▶ Exercise:
Extract every line of the material below and reproduce it faithfully.

▶ Supplied entries:
— START —

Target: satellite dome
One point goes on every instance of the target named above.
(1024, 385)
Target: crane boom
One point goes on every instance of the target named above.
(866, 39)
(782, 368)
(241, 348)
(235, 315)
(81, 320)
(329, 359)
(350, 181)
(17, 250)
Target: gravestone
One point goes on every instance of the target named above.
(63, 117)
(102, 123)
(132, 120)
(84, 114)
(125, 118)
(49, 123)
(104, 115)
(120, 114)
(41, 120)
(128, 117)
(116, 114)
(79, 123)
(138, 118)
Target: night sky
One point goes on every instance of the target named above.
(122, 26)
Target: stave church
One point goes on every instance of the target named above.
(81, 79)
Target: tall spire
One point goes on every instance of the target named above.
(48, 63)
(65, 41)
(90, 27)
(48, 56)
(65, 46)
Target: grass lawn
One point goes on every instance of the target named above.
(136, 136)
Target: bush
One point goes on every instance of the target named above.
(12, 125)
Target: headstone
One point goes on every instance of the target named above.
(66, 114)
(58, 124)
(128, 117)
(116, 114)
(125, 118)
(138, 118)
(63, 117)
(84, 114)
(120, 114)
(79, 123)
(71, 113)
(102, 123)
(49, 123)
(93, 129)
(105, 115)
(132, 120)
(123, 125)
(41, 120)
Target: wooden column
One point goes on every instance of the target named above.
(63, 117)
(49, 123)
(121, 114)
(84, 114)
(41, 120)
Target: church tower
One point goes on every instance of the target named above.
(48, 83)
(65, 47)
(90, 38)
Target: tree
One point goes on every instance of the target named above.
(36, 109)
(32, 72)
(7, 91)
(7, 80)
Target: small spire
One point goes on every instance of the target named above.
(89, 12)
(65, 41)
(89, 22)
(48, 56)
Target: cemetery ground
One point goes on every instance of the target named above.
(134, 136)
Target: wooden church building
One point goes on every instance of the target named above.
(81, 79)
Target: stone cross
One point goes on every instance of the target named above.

— END —

▶ Response:
Target: satellite dome
One point goes on every instance of the target named above.
(1024, 385)
Target: crane boom
One point goes on every instance of the target named above.
(866, 39)
(782, 368)
(241, 348)
(235, 315)
(81, 320)
(329, 359)
(350, 181)
(17, 250)
Target: gravestone
One point goes on every instance of the target named above.
(63, 117)
(102, 123)
(132, 120)
(84, 114)
(125, 118)
(49, 123)
(104, 115)
(120, 114)
(41, 120)
(128, 117)
(116, 114)
(79, 123)
(138, 118)
Target: night sky
One point goes on every instance of the target named above.
(122, 26)
Target: stave church
One point goes on every instance of the target named above.
(81, 79)
Target: tall spire
One point goes on every instance of the target named above.
(48, 63)
(65, 41)
(90, 27)
(48, 56)
(65, 46)
Target: grass lawn
One point goes on every instance of the target named above.
(136, 136)
Target: bush
One point goes on every instance of the target named above.
(12, 125)
Target: headstone
One point goes on every instance of the target named above.
(66, 114)
(58, 124)
(128, 117)
(116, 114)
(125, 118)
(138, 118)
(63, 117)
(84, 114)
(120, 114)
(79, 123)
(71, 113)
(102, 123)
(49, 123)
(93, 129)
(105, 115)
(132, 120)
(123, 125)
(41, 120)
Target: wooden column
One point goes on every instance of the target named above.
(63, 117)
(49, 123)
(121, 114)
(84, 114)
(41, 120)
Target: church tower
One point goes on every instance of the target named above.
(48, 83)
(65, 47)
(90, 38)
Target: tree
One point goes on every instance of the target named above.
(36, 109)
(32, 72)
(7, 91)
(7, 80)
Target: small spire
One point goes on every instance of the target named above.
(89, 12)
(65, 41)
(89, 22)
(48, 56)
Target: cemetery ground
One point goes on every instance of the target named above.
(134, 136)
Target: wooden church building
One point goes on every instance of the target named above.
(81, 79)
Target: stone cross
One point goes on every instance of the target named above.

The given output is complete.